**Goal of the exercise**:
Reproduce each of the rows below verbatim, without changing anything.

Dataset rows

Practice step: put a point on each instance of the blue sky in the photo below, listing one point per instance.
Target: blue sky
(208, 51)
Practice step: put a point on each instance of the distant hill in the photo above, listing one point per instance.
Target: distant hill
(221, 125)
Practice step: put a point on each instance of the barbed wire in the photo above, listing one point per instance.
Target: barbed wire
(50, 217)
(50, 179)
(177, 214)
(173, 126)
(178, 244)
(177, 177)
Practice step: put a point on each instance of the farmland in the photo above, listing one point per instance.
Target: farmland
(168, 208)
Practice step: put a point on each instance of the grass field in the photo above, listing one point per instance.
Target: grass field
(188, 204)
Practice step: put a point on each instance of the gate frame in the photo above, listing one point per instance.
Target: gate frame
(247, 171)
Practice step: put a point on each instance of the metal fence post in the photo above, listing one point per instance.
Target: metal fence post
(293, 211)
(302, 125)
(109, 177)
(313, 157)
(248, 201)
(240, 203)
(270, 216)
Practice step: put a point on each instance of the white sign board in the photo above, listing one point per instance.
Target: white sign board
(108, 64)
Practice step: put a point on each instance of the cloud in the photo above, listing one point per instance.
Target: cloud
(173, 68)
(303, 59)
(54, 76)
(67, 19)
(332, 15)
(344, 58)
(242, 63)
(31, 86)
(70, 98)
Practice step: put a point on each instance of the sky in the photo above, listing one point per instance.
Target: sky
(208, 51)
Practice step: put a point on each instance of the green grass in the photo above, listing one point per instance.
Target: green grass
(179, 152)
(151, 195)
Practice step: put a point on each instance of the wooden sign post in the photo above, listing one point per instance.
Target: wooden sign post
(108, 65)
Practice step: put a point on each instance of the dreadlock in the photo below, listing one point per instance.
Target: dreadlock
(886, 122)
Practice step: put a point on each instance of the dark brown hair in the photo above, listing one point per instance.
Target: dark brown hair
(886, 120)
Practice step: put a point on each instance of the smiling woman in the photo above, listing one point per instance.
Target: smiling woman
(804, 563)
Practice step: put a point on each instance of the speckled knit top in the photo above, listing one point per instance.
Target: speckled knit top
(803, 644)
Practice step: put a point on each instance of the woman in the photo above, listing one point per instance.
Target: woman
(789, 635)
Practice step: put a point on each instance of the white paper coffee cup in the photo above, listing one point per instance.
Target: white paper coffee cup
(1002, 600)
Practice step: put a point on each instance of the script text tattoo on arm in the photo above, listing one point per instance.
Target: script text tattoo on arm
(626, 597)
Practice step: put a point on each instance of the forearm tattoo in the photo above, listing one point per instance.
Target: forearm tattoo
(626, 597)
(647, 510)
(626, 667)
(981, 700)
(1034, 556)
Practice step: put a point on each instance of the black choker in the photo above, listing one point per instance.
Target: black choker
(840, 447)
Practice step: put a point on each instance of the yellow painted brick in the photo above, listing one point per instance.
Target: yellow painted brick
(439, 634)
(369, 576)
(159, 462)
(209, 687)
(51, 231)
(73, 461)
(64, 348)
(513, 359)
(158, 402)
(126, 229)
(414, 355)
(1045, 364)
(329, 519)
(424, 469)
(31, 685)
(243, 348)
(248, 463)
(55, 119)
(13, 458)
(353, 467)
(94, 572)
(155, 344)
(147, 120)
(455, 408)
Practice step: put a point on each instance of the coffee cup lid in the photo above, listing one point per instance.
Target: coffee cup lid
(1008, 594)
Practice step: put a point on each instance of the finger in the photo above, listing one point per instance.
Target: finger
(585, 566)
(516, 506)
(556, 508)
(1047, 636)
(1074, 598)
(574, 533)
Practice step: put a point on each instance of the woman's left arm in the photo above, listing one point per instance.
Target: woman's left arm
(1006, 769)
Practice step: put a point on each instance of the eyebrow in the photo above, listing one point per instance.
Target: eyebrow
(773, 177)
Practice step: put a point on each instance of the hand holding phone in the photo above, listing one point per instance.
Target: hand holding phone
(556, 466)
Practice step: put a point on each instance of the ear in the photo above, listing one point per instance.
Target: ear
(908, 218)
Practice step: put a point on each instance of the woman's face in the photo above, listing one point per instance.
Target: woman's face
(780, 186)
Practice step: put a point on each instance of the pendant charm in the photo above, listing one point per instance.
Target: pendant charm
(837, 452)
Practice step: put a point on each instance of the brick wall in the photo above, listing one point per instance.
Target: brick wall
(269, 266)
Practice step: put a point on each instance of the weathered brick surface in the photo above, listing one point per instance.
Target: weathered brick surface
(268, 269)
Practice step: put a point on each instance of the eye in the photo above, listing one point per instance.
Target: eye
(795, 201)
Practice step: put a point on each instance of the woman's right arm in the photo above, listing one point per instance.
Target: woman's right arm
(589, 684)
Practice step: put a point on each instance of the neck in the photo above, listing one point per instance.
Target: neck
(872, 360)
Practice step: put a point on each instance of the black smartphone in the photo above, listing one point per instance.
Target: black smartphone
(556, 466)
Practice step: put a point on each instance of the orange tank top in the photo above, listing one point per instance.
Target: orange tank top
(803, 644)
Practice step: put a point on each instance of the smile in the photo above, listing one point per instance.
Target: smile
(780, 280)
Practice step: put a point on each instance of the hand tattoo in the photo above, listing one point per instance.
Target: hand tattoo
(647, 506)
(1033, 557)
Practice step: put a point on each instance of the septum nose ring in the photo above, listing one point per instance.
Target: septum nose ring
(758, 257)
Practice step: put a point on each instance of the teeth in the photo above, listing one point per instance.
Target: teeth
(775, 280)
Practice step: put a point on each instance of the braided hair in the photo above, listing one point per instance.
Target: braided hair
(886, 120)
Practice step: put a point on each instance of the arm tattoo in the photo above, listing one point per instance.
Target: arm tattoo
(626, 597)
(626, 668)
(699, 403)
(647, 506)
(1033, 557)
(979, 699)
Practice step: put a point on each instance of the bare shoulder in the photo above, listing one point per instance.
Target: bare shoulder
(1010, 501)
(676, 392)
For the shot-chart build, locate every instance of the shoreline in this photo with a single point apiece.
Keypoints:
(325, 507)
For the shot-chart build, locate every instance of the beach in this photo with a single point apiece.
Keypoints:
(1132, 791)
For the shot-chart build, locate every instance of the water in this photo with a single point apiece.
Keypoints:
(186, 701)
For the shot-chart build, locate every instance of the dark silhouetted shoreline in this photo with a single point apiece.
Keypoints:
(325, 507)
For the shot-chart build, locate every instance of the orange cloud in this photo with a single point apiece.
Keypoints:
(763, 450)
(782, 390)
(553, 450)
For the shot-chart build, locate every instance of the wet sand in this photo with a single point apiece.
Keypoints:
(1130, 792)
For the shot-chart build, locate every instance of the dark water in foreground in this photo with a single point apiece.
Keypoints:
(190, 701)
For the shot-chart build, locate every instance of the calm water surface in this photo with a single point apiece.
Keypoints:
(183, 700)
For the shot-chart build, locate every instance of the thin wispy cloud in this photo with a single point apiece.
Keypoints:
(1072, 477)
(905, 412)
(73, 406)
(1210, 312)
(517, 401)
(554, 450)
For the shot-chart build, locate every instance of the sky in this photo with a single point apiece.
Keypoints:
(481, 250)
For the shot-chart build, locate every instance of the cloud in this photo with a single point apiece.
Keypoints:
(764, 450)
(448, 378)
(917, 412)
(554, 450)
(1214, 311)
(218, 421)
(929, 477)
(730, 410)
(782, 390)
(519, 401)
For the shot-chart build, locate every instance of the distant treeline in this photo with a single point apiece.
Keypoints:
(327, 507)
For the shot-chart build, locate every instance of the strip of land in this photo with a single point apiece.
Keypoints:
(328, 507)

**Task solution**:
Practice step: put a point on each instance of the blue sky in the photo below, listing one point per instance.
Target: blue sky
(208, 51)
Practice step: put a point on each instance of the distant hill in the photo above, listing one point per instance.
Target: distant hill
(221, 125)
Practice step: put a point on each instance of the barbed wire in the photo above, listing one point per instance.
Target: barbed wire
(50, 217)
(50, 179)
(177, 214)
(173, 126)
(178, 244)
(177, 177)
Practice step: put a point on each instance of the farmland in the photo above, listing one point per instance.
Target: farmland
(168, 208)
Practice step: put a point on each instance of the grass field in the photo above, listing one point per instance.
Target: grass field
(188, 204)
Practice step: put a point on each instance of the gate frame in the photo above, listing one point per instance.
Target: gate frame
(247, 171)
Practice step: put a point on each instance of the metal fence post in the photo above, listing one point per instance.
Target: metal fence post
(293, 211)
(302, 125)
(109, 177)
(313, 157)
(248, 201)
(240, 203)
(270, 216)
Practice step: put a point on each instance of the white sign board in the photo above, listing one point per instance.
Target: white sign board
(108, 64)
Practice step: put a point on each instance of the cloud in the photo above, listing one point per instance.
Target: cloud
(173, 68)
(303, 59)
(54, 76)
(67, 19)
(332, 15)
(344, 58)
(242, 63)
(31, 86)
(70, 98)
Practice step: put a point on each instance of the sky in the photo above, listing one point per instance.
Target: sky
(208, 51)
Practice step: put a point on each instance of the green grass in the photo above, listing one point per instance.
Target: green grass
(179, 152)
(151, 195)
Practice step: put a point on each instance of the wooden sign post in the photo above, listing one point per instance.
Target: wooden sign post
(108, 65)
Practice step: put a point on each instance of the dreadlock in the photo below, listing one point per instance.
Target: dreadlock
(886, 122)
Practice step: put a point on each instance of the dark brown hair in the photo above, listing one point per instance.
Target: dark brown hair
(886, 120)
Practice step: put a point on each instance of the smiling woman in the photo above, listing one point per instance.
Target: smiling woman
(804, 563)
Practice step: put a point on each instance of the speckled knit top in the photo above, listing one point per instance.
Target: speckled knit top
(803, 644)
Practice step: put a point on each instance of the woman in the photo above, listing one point per instance.
Target: woman
(789, 635)
Practice step: put a point on each instance of the white paper coffee cup in the photo above, listing one point per instance.
Target: white paper coffee cup
(1002, 600)
Practice step: put a point on each instance of the script text tattoo on arm in the photo above, listing one point per instance.
Target: script text tattoo on arm
(626, 597)
Practice step: put a point on each instance of the forearm tattoo in the photo above, listing one point per instance.
Target: forearm tattoo
(626, 597)
(647, 510)
(626, 667)
(981, 700)
(1034, 556)
Practice step: put a point on each instance of the black choker in the photo above, listing one point per instance.
Target: black choker
(840, 447)
Practice step: put a point on each instance of the yellow painted brick in the photo above, listing one point per instance.
Target: yellow painted brick
(439, 634)
(369, 576)
(159, 462)
(209, 687)
(51, 231)
(73, 461)
(64, 348)
(513, 359)
(158, 402)
(126, 229)
(414, 355)
(1045, 364)
(329, 519)
(424, 469)
(31, 685)
(243, 348)
(248, 463)
(55, 119)
(13, 458)
(353, 467)
(94, 572)
(155, 344)
(147, 120)
(455, 408)
Practice step: put a point on each instance of the coffee cup lid in the photo above, listing one point per instance.
Target: coffee cup lid
(1008, 594)
Practice step: put a point on each instance of the finger in the photo above, listing one point per instance.
Target: finger
(585, 566)
(516, 506)
(556, 508)
(1047, 636)
(1074, 598)
(574, 533)
Practice step: put a point on each instance of the woman's left arm in the photo above, listing one point per instance.
Target: woman's left arm
(1006, 769)
Practice step: put a point on each instance of the eyebrow in the photo above, listing one point per instance.
Target: eyebrow
(773, 177)
Practice step: put a point on each instance of the hand holding phone in the photo above, listing one point per instance.
Target: hand holding phone
(556, 466)
Practice step: put a point on each instance of the ear in the photo above, listing one point per instance.
Target: ear
(908, 218)
Practice step: put a point on each instance of the woman's face in the photo above, listing one point per instance.
Target: woman's face
(780, 186)
Practice step: put a point on each instance of the pendant charm in the photo above, listing one point per instance.
Target: pendant charm
(837, 452)
Practice step: put a point on each instance of the brick wall in the photo above, listing one point per instance.
Target: brick wall
(269, 266)
Practice step: put a point on each instance of the weathered brick surface in the photo above, listing one point per instance.
Target: weathered brick surface
(268, 269)
Practice step: put a point on each instance of the eye in the photo above, listing one point per instance.
Target: eye
(795, 201)
Practice step: put a point on each instance of the woman's right arm in the photo above, listing one point per instance.
Target: woman's right arm
(589, 684)
Practice step: put a point on each instance of the neck in the photo above, listing one point per instance.
Target: neck
(872, 360)
Practice step: put a point on each instance of the black smartphone in the photo above, listing one point per instance.
Target: black smartphone
(556, 466)
Practice step: put a point on each instance of the orange tank top in the photo above, listing one point per instance.
Target: orange tank top
(803, 644)
Practice step: put a point on each instance of the smile in the photo above, listing one point per instance.
Target: smile
(780, 280)
Practice step: put a point on each instance of the hand tattoo in the photo above, listing one point per instance.
Target: hand tattoo
(647, 506)
(1033, 557)
Practice step: put a point on each instance of the septum nose ring in the photo above, listing one point per instance.
Target: septum nose ring
(758, 257)
Practice step: put a point on each instance of the teeth in the photo above, listing one point per instance.
Target: teeth
(775, 280)
Practice step: put a point on each instance of the braided hair in the photo above, listing one point per instance.
Target: braided hair
(886, 120)
Practice step: put a point on each instance of the arm tattoo in the photo above, listing one point per instance.
Target: arm tattoo
(626, 597)
(626, 668)
(699, 403)
(647, 506)
(1033, 557)
(979, 699)
Practice step: put a point on each instance of the bare shoulder in the photo above, listing one point per instance.
Target: bare shoulder
(1010, 501)
(676, 392)
For the shot-chart build, locate every instance of the shoreline in this photo with a single point apiece.
Keypoints:
(325, 507)
For the shot-chart build, locate every instance of the beach in this photo with a single point apiece.
Keypoints:
(1132, 791)
For the shot-chart build, locate every instance of the water in this photo with a single point apiece.
Keypoints:
(186, 701)
For the shot-chart build, locate every instance of the dark silhouetted shoreline in this photo with a single point apiece.
Keypoints:
(325, 507)
For the shot-chart build, locate every instance of the orange cloud in this photo with a single point apiece.
Keypoints:
(763, 450)
(782, 390)
(553, 450)
For the shot-chart build, locate every instance of the wet sand in this photo with a single point apiece.
Keypoints:
(1130, 792)
For the shot-chart build, locate every instance of the dark water in foreground in this photo with a single point apiece.
Keypoints:
(190, 701)
For the shot-chart build, locate every instance of the calm water surface in this photo with a single point apiece.
Keypoints:
(183, 700)
For the shot-chart build, locate every instance of the thin wispy cloud in this photo with a single point apiece.
Keypoints:
(1072, 477)
(905, 412)
(73, 406)
(1210, 312)
(517, 401)
(554, 450)
For the shot-chart build, locate every instance of the sky in this photo with a single point apiece.
Keypoints:
(481, 250)
For the shot-chart build, locate every instance of the cloud in this photo with a single point apiece.
Keypoints:
(764, 450)
(448, 378)
(917, 412)
(554, 450)
(1214, 311)
(218, 421)
(929, 477)
(730, 410)
(782, 390)
(519, 401)
For the shot-chart build, locate every instance of the distant treeline in this photo with a single point apiece.
Keypoints:
(327, 507)
For the shot-chart build, locate every instance of the strip of land in this photo with a single point apiece.
Keypoints:
(328, 507)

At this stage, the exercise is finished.